Entries from a point annotation set:
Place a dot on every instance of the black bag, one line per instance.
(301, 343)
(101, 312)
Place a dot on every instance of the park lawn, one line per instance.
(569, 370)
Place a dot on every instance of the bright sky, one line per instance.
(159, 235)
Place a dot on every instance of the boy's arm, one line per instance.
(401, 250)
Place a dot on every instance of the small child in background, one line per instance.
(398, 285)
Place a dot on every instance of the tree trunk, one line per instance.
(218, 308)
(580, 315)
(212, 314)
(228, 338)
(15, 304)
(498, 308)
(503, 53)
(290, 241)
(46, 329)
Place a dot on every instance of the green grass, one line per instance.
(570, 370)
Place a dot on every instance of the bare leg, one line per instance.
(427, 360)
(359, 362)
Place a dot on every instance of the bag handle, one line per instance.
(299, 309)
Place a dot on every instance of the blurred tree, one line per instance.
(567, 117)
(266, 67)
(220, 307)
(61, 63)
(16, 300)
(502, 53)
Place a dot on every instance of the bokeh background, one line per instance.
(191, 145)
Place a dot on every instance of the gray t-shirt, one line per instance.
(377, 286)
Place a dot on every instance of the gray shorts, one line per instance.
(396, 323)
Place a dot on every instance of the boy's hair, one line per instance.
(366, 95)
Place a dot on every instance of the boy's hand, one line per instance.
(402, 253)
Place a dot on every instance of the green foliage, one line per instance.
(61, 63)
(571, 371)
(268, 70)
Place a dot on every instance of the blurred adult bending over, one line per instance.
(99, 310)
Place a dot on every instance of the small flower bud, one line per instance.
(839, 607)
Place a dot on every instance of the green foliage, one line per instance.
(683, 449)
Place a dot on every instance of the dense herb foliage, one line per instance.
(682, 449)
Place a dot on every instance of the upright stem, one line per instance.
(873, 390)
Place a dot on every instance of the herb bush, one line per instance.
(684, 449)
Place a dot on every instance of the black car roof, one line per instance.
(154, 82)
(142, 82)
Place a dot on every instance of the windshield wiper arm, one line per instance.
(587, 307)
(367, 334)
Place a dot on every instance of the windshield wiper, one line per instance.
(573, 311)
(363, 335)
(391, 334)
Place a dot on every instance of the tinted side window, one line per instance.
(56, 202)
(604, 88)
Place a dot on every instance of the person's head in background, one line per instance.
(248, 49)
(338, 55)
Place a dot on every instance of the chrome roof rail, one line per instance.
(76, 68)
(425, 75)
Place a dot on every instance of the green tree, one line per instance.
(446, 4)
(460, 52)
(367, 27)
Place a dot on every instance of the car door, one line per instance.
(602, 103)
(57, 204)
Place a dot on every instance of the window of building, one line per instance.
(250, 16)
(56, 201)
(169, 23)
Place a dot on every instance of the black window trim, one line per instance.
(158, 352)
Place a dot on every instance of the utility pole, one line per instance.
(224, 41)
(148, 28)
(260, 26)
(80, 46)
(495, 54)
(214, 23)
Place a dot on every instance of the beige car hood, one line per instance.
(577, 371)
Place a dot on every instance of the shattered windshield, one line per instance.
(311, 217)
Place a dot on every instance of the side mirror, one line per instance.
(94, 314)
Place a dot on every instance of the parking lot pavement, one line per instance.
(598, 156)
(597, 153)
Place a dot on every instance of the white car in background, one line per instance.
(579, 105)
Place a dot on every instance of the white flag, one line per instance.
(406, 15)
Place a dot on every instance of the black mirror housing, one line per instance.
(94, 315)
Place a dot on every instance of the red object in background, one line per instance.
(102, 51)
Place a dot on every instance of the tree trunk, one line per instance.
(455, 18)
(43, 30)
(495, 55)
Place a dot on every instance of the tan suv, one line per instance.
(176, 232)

EXERCISE TASK: Transcribe exactly the line containing "Place a dot on every instance of the upright" and all remaining lines of the material, ending with the last one.

CORRECT ANSWER:
Place a dot on every instance of the upright stem, one line per instance.
(873, 390)
Place a dot on every instance of the herb bush, one line per instance.
(684, 449)
Place a dot on every instance of the black car roof, one line per instance.
(154, 82)
(142, 82)
Place a dot on every instance of the windshield wiper arm, one line per instance.
(587, 307)
(367, 334)
Place a dot on every instance of the windshield wiper, one line per instance.
(573, 311)
(363, 335)
(391, 334)
Place a dot on every instance of the tinted side window, one line per instance.
(56, 202)
(604, 88)
Place a dot on every instance of the person's head in background, one line per instance.
(248, 49)
(338, 55)
Place a dot on every instance of the chrome roof rail, one line per instance.
(76, 68)
(425, 75)
Place a dot on every instance of the green tree, one line per instance.
(446, 4)
(460, 52)
(367, 27)
Place a dot on every instance of the car door, one line per instance.
(602, 103)
(57, 204)
Place a dot on every instance of the window of building, one line per instance.
(250, 16)
(56, 201)
(169, 23)
Place a dot on every instance of the black window trim, one line per instance.
(158, 352)
Place a dot on every instance of the utility pole, one line per instance.
(224, 41)
(148, 28)
(260, 26)
(80, 46)
(495, 54)
(214, 23)
Place a dot on every instance of the beige car hood, one line per instance.
(577, 371)
Place a dot on every instance of the shattered windshield, one line per instance.
(311, 217)
Place a dot on every instance of the side mirror, one line per instance.
(94, 314)
Place a dot on every instance of the parking lot pavement, one line per instance.
(598, 156)
(597, 153)
Place a dot on every instance of the white car in background, one line per instance.
(579, 105)
Place a dot on every instance of the white flag, one line per instance.
(406, 15)
Place a dot on every instance of the black mirror housing, one line per instance.
(94, 315)
Place a dot on every instance of the red object in background, one line per instance.
(102, 51)
Place a dot on every instance of the tree trunk, one line per instance.
(455, 18)
(43, 30)
(495, 55)
Place a dot on every instance of the tan suv, one line per instance.
(176, 232)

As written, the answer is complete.